Amaç:
İlk uygarlıkları anlatan metne göre bu uygarlıklar nasıl konumlarda bulunuyordu? Lütfen tek cümleyle yanıtlayın.

If you're seeing this message, it means we're having trouble loading external resources on our website.

Bağlandığınız bilgisayar bir web filtresi kullanıyorsa, *.kastatic.org ve *.kasandbox.org adreslerinin engellerini kaldırmayı unutmayın.

Ana içerik

İlk Uygarlıklar (Medeniyetler)

Genel bakış

  • Uygarlık (medeniyet) terimi karmaşık toplumlarla ilgilidir ancak kesin tanımı tartışmaya açıktır.
  • Uygarlıkların ortaya çıkması, insanların tarım dışı işlerde uzmanlaşmasını ve bu sayede üretimin, ticaretin, nüfusun ve toplumsal tabakalaşmanın artmasını sağlayan bazı tarıma dayalı yerleşimlerin sürekli olarak fazladan yiyecek üretme becerisine bağlıydı.
  • İlk uygarlıklar coğrafyanın yoğun tarım faaliyetine elverişli olduğu konumlarda bulunuyordu.
  • Hükümetler ve devletler, hükümdarların daha büyük alanlar ve daha fazla kaynak üzerinde kontrol sağlamasıyla ortaya çıktı. Genellikle toplumsal hiyerarşileri korumak, daha büyük alanlar ve nüfus üzerinde iktidarı güçlendirmek için yazıyı ve dini kullanıyorlardı.
  • Yazı, yasaların yapılması, daha iyi yöntemler ile arşivcilik yapılması ve edebiyatın doğması için imkan sağladı. Bu da daha geniş nüfuslar arasında ortak kültürel faaliyetlerin yayılmasını teşvik etti.

Karmaşıklığın dereceleri

Günümüzde neredeyse her şehirde çok çeşitli yiyecekler sunan bir market bulunuyor. İnsanların farklı türden işlere sahip oldukları ve devletlerin var oldukları gerçeği bize her zaman var olmuş bir olgu gibi geliyor. Ancak, güvenilir yiyecek kaynakları, özelleşmiş işler ve devletler insanlık tarihinin büyük bir kısmında yoktu! Bunlar, birkaç bin yıl önce ilk uygarlıklarla başlayan tarihsel süreçlerin birer ürünüdür.

Kayıtlı veriler:
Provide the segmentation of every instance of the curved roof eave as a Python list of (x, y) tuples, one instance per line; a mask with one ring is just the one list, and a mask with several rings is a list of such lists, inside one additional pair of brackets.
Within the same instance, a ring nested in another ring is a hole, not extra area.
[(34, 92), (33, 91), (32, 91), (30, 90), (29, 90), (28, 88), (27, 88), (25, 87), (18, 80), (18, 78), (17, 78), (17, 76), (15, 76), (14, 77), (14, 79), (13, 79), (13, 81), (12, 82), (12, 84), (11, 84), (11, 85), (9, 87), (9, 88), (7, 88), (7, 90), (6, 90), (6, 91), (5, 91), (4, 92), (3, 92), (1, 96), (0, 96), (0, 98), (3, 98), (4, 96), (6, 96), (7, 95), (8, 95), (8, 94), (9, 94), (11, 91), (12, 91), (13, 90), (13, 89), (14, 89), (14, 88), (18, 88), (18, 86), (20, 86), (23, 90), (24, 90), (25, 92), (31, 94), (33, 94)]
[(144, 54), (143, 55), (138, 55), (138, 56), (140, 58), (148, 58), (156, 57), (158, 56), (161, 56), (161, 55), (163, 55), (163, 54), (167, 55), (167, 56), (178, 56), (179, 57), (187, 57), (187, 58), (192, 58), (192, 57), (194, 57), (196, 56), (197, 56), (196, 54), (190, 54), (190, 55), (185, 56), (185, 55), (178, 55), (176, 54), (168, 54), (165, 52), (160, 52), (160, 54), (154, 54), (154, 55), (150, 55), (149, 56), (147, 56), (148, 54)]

Tamamlanmış yanıt:
İlk uygarlıklar, coğrafyanın yoğun tarım faaliyetine elverişli olduğu konumlarda bulunuyordu.